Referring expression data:
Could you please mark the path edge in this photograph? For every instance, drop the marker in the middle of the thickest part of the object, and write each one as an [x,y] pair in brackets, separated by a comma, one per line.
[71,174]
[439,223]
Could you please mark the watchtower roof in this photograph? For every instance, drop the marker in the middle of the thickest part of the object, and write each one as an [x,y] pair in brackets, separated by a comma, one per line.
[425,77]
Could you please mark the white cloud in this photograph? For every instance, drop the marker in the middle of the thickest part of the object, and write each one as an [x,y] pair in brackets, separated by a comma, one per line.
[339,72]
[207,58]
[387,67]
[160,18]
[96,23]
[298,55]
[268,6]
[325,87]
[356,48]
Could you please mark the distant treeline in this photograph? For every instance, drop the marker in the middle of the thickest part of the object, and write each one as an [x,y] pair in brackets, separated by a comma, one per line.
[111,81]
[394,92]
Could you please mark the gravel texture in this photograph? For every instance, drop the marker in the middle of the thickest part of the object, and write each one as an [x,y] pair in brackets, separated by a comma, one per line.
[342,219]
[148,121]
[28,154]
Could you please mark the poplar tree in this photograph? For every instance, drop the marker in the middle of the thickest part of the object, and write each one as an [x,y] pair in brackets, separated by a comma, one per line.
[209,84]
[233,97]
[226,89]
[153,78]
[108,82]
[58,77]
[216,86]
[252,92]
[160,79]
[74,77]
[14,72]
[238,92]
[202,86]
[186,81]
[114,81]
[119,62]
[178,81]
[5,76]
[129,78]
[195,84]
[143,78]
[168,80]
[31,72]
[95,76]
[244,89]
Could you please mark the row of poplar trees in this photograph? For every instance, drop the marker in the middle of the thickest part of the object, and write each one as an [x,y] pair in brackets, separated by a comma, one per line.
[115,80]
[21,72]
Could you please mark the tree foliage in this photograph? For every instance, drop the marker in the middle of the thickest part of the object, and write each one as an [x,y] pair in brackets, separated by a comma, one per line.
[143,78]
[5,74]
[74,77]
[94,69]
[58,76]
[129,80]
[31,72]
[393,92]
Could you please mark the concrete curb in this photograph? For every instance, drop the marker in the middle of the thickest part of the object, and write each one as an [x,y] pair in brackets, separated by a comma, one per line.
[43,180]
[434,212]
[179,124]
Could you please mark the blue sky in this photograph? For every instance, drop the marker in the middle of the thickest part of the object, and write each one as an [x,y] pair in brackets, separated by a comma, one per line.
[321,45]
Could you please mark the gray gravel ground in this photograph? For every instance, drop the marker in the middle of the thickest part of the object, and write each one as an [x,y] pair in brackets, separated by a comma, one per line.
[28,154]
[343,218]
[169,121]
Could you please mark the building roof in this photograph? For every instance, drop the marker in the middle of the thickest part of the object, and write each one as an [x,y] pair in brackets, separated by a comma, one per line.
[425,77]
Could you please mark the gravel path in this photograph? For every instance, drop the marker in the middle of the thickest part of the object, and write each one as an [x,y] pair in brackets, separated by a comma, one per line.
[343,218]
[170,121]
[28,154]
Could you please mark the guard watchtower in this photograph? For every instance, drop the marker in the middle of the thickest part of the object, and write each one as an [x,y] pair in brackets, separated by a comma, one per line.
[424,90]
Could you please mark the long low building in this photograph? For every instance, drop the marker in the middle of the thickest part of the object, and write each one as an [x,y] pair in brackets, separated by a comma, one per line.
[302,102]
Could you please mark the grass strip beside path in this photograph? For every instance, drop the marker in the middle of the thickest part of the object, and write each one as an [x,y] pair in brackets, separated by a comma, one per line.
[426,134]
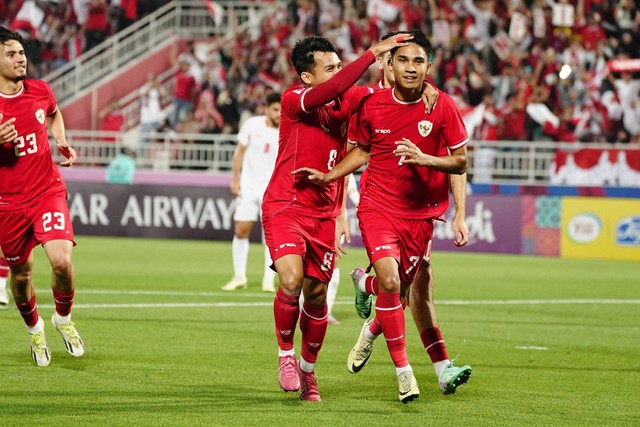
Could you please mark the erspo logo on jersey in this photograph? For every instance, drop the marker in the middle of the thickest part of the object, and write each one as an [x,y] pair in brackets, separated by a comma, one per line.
[40,115]
[424,127]
[628,231]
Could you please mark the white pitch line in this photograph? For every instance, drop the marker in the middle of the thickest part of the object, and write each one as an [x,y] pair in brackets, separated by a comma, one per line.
[270,303]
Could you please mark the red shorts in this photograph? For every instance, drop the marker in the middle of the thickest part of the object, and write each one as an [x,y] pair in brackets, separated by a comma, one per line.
[311,238]
[405,240]
[45,220]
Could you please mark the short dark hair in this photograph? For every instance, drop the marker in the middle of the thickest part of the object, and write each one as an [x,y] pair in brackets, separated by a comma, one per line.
[393,33]
[302,54]
[6,35]
[272,98]
[419,38]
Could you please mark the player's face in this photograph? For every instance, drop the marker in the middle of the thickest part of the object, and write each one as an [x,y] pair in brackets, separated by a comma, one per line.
[327,64]
[273,114]
[410,66]
[13,61]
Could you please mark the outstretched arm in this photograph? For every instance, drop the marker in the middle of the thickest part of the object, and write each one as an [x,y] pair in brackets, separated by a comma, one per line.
[459,190]
[55,123]
[455,163]
[349,75]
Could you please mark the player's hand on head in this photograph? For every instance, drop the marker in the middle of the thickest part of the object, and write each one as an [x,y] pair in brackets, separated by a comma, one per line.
[409,153]
[430,97]
[68,152]
[342,235]
[390,43]
[460,231]
[313,175]
[8,131]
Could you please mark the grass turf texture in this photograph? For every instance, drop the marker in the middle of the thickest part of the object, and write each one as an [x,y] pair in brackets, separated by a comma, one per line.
[216,364]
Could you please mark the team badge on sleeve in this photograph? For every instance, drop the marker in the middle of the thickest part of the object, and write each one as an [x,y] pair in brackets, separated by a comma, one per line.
[424,127]
[40,116]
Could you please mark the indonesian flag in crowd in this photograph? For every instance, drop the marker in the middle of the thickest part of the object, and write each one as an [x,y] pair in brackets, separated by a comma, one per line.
[216,11]
[382,9]
[539,23]
[518,27]
[28,18]
[269,80]
[624,65]
[596,167]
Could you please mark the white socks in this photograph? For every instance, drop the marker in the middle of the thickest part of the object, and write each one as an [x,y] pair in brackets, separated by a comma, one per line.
[332,289]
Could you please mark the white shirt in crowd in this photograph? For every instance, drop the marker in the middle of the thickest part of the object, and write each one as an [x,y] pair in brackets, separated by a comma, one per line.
[261,142]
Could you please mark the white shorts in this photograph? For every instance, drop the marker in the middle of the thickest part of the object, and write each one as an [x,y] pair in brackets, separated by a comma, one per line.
[248,207]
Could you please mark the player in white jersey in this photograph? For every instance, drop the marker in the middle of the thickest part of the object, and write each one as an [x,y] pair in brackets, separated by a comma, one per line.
[253,163]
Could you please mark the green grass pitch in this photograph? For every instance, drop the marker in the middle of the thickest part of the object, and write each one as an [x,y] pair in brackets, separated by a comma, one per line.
[551,342]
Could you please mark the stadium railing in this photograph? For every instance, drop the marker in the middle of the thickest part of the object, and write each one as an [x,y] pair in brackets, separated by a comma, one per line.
[186,18]
[494,162]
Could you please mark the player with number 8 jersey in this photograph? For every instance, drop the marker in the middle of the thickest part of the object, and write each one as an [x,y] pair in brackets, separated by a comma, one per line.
[33,206]
[299,217]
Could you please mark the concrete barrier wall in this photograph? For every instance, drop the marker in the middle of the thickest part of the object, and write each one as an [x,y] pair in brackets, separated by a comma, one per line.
[545,225]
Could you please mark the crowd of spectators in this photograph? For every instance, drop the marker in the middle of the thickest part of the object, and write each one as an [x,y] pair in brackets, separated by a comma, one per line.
[519,69]
[58,31]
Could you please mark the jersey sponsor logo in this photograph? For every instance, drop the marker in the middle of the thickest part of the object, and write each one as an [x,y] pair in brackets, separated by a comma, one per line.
[628,231]
[424,127]
[40,115]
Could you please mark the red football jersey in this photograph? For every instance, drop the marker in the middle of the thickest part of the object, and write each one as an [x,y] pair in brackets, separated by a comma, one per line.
[407,190]
[26,167]
[313,139]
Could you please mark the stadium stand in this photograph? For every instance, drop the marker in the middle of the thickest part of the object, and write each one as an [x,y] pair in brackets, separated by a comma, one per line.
[530,77]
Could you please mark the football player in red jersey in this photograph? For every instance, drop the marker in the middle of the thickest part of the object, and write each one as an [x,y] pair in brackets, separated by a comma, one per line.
[405,186]
[299,217]
[421,293]
[33,206]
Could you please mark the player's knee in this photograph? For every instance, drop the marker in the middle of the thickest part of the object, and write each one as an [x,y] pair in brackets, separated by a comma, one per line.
[389,282]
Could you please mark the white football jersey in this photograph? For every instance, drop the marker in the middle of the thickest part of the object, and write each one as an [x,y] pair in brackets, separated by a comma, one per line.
[260,156]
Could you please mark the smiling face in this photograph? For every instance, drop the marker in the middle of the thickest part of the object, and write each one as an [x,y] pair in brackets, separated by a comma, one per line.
[410,65]
[326,65]
[13,61]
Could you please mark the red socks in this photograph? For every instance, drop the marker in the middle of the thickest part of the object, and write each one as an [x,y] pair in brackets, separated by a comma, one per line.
[313,324]
[286,311]
[29,312]
[390,315]
[371,285]
[434,344]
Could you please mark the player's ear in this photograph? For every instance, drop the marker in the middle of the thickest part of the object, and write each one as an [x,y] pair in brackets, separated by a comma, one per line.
[306,77]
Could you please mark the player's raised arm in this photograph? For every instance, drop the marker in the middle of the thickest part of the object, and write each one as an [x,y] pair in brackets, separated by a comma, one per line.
[327,64]
[355,159]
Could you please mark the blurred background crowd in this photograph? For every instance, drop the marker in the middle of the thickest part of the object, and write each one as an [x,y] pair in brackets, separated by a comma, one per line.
[519,69]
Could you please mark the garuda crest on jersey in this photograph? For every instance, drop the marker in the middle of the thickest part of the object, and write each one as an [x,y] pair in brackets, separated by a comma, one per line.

Problem description: Exact copies of the lines from the one holding "Could you please mark the blurred" to the end of the entries are all that should be written.

Task solution:
Could you please mark the blurred background crowd in this photograph? For every instance, drop the marker in the middle of the thickest part of the object, and write each one as an [x,y] pair in brackets, separated by a comma, one per line.
[519,69]
Could you please mark the garuda crest on jersey in this photograph? For every instance, drop the marker in the middle of the thickest part of the object, and write each one as an [x,y] pair in brackets, separated by a comma, one per line.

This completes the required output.